EXERCISE AIM:
Copy every item below verbatim, reproducing each line without any change.

SUPPLIED MATERIAL:

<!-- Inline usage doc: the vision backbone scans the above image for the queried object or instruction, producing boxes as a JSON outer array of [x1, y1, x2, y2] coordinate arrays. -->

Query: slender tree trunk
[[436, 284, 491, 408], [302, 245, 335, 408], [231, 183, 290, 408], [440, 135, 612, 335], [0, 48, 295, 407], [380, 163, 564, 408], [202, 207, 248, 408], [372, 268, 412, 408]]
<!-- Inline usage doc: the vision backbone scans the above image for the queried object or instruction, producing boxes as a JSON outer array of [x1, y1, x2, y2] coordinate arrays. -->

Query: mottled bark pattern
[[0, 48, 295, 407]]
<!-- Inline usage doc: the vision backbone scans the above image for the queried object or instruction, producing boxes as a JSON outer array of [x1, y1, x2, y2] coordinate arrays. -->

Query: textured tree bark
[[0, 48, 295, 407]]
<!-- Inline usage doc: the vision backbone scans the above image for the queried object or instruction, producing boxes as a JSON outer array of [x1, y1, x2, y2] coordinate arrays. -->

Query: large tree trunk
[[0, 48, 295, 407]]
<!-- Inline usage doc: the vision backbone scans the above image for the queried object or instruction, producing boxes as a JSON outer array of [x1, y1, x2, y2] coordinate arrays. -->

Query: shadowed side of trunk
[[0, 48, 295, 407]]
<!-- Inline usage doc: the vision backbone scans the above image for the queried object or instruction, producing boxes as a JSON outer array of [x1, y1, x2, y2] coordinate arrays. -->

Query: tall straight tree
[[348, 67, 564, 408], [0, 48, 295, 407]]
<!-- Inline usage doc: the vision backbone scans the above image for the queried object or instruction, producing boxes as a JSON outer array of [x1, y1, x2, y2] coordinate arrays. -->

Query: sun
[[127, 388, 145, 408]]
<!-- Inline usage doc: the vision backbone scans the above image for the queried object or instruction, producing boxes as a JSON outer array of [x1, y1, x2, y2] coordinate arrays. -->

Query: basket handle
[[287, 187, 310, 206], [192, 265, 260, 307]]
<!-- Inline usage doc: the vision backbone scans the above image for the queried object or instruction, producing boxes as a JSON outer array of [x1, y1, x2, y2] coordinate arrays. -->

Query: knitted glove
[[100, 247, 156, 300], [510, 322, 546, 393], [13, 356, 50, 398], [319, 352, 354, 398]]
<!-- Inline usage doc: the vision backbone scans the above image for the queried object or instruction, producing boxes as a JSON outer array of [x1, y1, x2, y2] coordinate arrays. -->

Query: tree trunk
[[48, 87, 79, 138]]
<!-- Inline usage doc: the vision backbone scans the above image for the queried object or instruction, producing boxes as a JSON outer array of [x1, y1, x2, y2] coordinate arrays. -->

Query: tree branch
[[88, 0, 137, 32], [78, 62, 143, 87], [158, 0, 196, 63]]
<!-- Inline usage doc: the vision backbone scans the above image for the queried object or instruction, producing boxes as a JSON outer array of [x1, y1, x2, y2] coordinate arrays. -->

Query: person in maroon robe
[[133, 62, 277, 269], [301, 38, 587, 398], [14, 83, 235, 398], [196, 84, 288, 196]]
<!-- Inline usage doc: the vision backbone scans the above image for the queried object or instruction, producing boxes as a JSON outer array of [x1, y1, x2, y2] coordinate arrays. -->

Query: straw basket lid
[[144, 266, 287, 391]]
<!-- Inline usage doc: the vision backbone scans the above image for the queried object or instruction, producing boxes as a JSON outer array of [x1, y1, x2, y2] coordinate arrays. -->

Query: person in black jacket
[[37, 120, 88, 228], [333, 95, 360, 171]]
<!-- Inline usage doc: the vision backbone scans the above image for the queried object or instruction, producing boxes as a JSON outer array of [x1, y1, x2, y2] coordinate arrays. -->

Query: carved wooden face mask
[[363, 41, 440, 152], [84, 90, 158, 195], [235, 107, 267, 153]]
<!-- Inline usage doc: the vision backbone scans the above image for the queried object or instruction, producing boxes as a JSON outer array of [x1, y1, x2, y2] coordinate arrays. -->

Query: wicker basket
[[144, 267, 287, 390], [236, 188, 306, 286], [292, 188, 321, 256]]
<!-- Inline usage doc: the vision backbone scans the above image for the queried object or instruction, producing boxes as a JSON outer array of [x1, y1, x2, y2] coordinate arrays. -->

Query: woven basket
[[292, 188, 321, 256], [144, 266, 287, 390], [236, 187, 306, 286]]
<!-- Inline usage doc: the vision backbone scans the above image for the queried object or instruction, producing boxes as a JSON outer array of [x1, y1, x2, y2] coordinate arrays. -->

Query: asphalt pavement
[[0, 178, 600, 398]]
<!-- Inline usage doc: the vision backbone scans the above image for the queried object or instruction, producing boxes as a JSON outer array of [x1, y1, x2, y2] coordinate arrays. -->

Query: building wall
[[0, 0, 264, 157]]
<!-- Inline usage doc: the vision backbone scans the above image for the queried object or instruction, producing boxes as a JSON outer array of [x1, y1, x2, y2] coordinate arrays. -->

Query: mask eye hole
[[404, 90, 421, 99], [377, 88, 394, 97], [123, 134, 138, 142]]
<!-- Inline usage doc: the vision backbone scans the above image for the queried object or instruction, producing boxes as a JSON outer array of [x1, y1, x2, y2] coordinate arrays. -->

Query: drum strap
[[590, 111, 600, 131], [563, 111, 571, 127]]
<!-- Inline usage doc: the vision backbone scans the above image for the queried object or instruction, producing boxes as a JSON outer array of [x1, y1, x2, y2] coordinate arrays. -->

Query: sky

FULL ANSWER:
<!-- Inline usage doc: the vision backbone scans the above image for the queried object or instruction, producing boxes as a JSON outer array of [x1, y1, x2, y2] coordinate arrays. -->

Query: slender tree trunk
[[436, 284, 491, 408], [302, 245, 335, 408], [231, 183, 290, 408], [440, 135, 612, 335], [0, 48, 295, 407], [380, 163, 564, 408], [202, 207, 248, 408], [372, 268, 412, 408]]
<!-- Inline usage doc: the vision backbone scans the above image for the queried object or instruction, producing boxes as a JSON outer array of [x1, y1, x2, y2] coordinate arrays. -->

Query: mottled bark pattern
[[0, 48, 295, 407]]
<!-- Inline usage doc: the vision backbone scans the above image for the queried object or instruction, producing boxes as a JSON outer array of [x1, y1, x2, y2] coordinate arrays. -->

Query: textured tree bark
[[0, 48, 295, 407]]
<!-- Inline usage doc: the vision backbone scans the above image for the queried object or instruction, producing boxes as a JSON outer array of [x1, y1, x2, y2] coordinate arrays. -->

Query: large tree trunk
[[0, 48, 295, 407]]
<!-- Inline usage doc: the vision backbone scans the above image for the queried object or instruction, producing boxes as a JSON outer array of [x1, y1, x2, y2] coordinate arrays. -->

Query: shadowed side of trunk
[[0, 48, 295, 407]]
<!-- Inline usage doc: the vision backbone scans the above image for the queried object or instruction, producing boxes as a JSON outer array of [x1, y1, x2, y2] coordinate arrays. -->

Query: tall straight tree
[[348, 67, 564, 408], [0, 48, 295, 407]]
<!-- Inline usage doc: the vision backbone scans the above image for the queried object or instruction, producing boxes as a JSON outer array of [x1, y1, x2, y2] coordinate arrays. -->

Query: sun
[[127, 388, 145, 408]]
<!-- Inline usage doc: the vision backbone scans the above image for the queried object or instruction, producing boxes as a JSON outer array of [x1, y1, x2, y2] coordinate arrays. -->

Query: basket handle
[[287, 187, 310, 206], [192, 265, 260, 307]]
<!-- Inline usage doc: the vision backbone scans the above image for the queried object or instruction, producing boxes as a JSON outer array of [x1, y1, x2, y2] coordinate arrays. -->

Query: knitted glove
[[100, 247, 156, 300], [510, 322, 546, 393], [13, 356, 50, 398], [319, 352, 354, 398]]
<!-- Inline usage doc: the vision backbone scans the above image for the queried object or instruction, producing boxes as a JSON outer array of [x1, y1, x2, y2] coordinate arrays. -->

Query: tree trunk
[[48, 87, 79, 138]]
<!-- Inline usage doc: the vision backbone scans the above image for the queried object or instruction, producing boxes as a JSON outer array of [x1, y1, x2, y2] coordinate arrays. -->

Query: tree branch
[[88, 0, 137, 32], [78, 62, 143, 87], [158, 0, 196, 63]]
<!-- Inline usage doc: the vision backbone scans the above image for the queried object or instruction, producing boxes as a JSON outer array of [x1, y1, x2, y2] coordinate arrays. -->

Query: person in maroon robe
[[133, 62, 277, 269], [301, 38, 587, 398], [14, 83, 235, 398], [196, 84, 288, 196]]
<!-- Inline usage doc: the vision backbone scans the above image for the queried object or instruction, producing boxes as a JSON outer array of [x1, y1, x2, y2] coordinate arrays. -->

Query: straw basket lid
[[144, 266, 287, 391]]
<!-- Inline usage doc: the vision backbone scans the above image for the queried object or instruction, producing boxes as a JSON outer array of [x1, y1, x2, y2] coordinate arrays. -->

Query: person in black jacket
[[37, 120, 88, 228], [333, 95, 360, 171]]
<!-- Inline usage doc: the vision backbone scans the above image for the queried object or instruction, producing boxes as a JSON outer array of [x1, y1, x2, y2] coordinate arrays. -->

Query: carved wooden face mask
[[363, 41, 440, 152], [84, 90, 158, 195], [235, 107, 267, 153]]
<!-- Inline usage doc: the vision backbone scans the above image for the queried object or instruction, producing boxes as a JSON outer array of [x1, y1, x2, y2] coordinate arrays. -->

Query: wicker basket
[[144, 267, 287, 390], [236, 188, 306, 286], [292, 188, 321, 256]]
<!-- Inline usage doc: the vision backbone scans the above image for the queried object or instruction, producing boxes as a JSON outer array of [x1, y1, x2, y2] coordinate arrays. -->

Query: woven basket
[[292, 188, 321, 256], [144, 266, 287, 390], [236, 187, 306, 286]]
<!-- Inline usage doc: the vision backbone scans the above image for the queried object or instruction, producing boxes as a JSON outer array of [x1, y1, x2, y2] coordinate arrays. -->

Query: asphalt pavement
[[0, 178, 600, 398]]
<!-- Inline usage doc: the vision backbone scans the above image for the queried object or instruction, producing boxes as a JSON outer array of [x1, y1, x2, y2] coordinate arrays. -->

Query: building wall
[[0, 0, 264, 157]]
<!-- Inline usage doc: the vision backbone scans the above image for the queried object or instruction, producing boxes as a JSON outer array of [x1, y1, x2, y2] coordinate arrays. -->

Query: mask eye hole
[[404, 90, 421, 99], [377, 88, 394, 97], [123, 134, 138, 142]]
<!-- Inline usage doc: the vision backbone scans the above image for the queried object or instruction, producing boxes as a JSON outer array of [x1, y1, x2, y2] coordinate arrays. -->

Query: drum strap
[[590, 111, 600, 131], [563, 111, 571, 127]]
<!-- Inline usage doc: the vision backbone scans the above image for the queried object or instruction, producing boxes as a JSON outer array of [x1, y1, x2, y2] coordinate arrays. -->

Query: sky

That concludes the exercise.